Dataset rows:
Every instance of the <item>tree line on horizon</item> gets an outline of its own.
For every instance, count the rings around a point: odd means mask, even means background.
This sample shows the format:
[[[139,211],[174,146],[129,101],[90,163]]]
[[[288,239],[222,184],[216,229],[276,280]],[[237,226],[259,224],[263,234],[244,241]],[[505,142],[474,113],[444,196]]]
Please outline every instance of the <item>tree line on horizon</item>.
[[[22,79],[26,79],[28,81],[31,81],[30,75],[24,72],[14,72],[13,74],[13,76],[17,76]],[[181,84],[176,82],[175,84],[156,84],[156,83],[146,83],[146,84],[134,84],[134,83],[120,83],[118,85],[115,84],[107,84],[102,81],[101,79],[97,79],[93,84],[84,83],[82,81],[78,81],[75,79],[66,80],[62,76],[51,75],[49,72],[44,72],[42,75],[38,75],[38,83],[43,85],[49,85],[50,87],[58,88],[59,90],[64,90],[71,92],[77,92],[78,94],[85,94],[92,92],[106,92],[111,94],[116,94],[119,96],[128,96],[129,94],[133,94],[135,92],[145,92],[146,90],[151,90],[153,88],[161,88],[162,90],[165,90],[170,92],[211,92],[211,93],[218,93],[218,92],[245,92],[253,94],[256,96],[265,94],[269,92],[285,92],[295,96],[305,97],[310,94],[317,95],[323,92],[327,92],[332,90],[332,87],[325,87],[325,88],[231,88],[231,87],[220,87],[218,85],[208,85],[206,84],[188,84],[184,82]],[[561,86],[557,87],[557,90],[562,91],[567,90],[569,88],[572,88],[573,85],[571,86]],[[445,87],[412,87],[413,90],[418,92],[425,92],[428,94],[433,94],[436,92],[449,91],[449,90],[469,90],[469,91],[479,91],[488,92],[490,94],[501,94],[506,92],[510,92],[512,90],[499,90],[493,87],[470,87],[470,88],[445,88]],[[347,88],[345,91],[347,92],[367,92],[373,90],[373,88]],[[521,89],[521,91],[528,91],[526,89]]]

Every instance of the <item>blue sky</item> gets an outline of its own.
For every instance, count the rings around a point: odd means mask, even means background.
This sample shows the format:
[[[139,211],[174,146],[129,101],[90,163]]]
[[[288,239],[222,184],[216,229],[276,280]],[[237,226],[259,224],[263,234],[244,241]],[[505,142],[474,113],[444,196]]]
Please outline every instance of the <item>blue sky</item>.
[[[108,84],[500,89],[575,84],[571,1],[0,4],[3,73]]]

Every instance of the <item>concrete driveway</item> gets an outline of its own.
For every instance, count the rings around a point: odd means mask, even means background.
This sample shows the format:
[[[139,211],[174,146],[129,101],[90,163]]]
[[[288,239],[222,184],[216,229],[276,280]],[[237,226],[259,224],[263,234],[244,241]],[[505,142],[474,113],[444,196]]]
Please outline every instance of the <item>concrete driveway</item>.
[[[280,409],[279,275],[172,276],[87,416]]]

Exercise: Copy all of the lines above word for word.

The result:
Every instance of the <item>tree line on horizon</item> gets an outline of its own.
For every instance, count the rings around a point: odd means mask, even means background.
This sample shows the format:
[[[139,211],[174,146],[129,101],[90,163]]]
[[[288,239],[222,184],[216,229],[276,280]],[[237,226],[259,224],[263,234],[244,241]],[[505,142],[474,113],[444,196]]]
Please outline every instance of the <item>tree line on horizon</item>.
[[[22,79],[26,79],[28,81],[31,81],[30,75],[24,72],[14,72],[13,74],[13,76],[17,76]],[[181,84],[176,82],[175,84],[156,84],[156,83],[146,83],[146,84],[134,84],[134,83],[120,83],[118,85],[115,84],[107,84],[102,81],[101,79],[97,79],[93,84],[84,83],[82,81],[78,81],[75,79],[66,80],[62,76],[51,75],[49,72],[44,72],[42,75],[38,75],[38,83],[43,85],[49,85],[50,87],[58,88],[59,90],[64,90],[71,92],[77,92],[78,94],[85,94],[92,92],[106,92],[111,94],[116,94],[119,96],[128,96],[129,94],[133,94],[135,92],[145,92],[146,90],[151,90],[153,88],[161,88],[162,90],[165,90],[170,92],[211,92],[211,93],[218,93],[218,92],[245,92],[253,94],[256,96],[265,94],[269,92],[285,92],[295,96],[305,97],[310,94],[317,95],[323,92],[327,92],[332,90],[332,87],[325,87],[325,88],[231,88],[231,87],[220,87],[218,85],[208,85],[206,84],[188,84],[184,82]],[[561,86],[557,87],[557,90],[562,91],[567,90],[569,88],[572,88],[573,85],[571,86]],[[445,87],[412,87],[413,90],[418,92],[425,92],[428,94],[433,94],[436,92],[449,91],[449,90],[469,90],[469,91],[479,91],[488,92],[490,94],[501,94],[506,92],[510,92],[512,90],[499,90],[493,87],[470,87],[470,88],[445,88]],[[347,88],[345,91],[347,92],[367,92],[373,90],[373,88]],[[521,89],[521,91],[528,91],[526,89]]]

Every instance of the <item>blue sky</item> gets an outline of its own.
For every instance, count the rings around a point: odd means mask, even means background.
This sample shows the format:
[[[139,211],[174,146],[129,101],[90,163]]]
[[[288,239],[222,184],[216,229],[276,280]],[[237,226],[259,224],[263,234],[244,241]],[[505,142],[474,113],[444,196]]]
Please outline every instance of the <item>blue sky</item>.
[[[108,84],[500,89],[575,84],[571,1],[0,4],[3,73]]]

Every instance of the <item>concrete driveway</item> gets an outline of its own.
For every instance, count the rings around a point: odd means mask, even means background.
This sample shows the format:
[[[139,211],[174,146],[129,101],[90,163]]]
[[[288,239],[222,184],[216,229],[276,280]],[[237,226],[259,224],[263,234],[244,241]],[[505,142],[474,113],[444,196]]]
Please outline every instance of the <item>concrete driveway</item>.
[[[280,409],[279,275],[172,276],[87,416]]]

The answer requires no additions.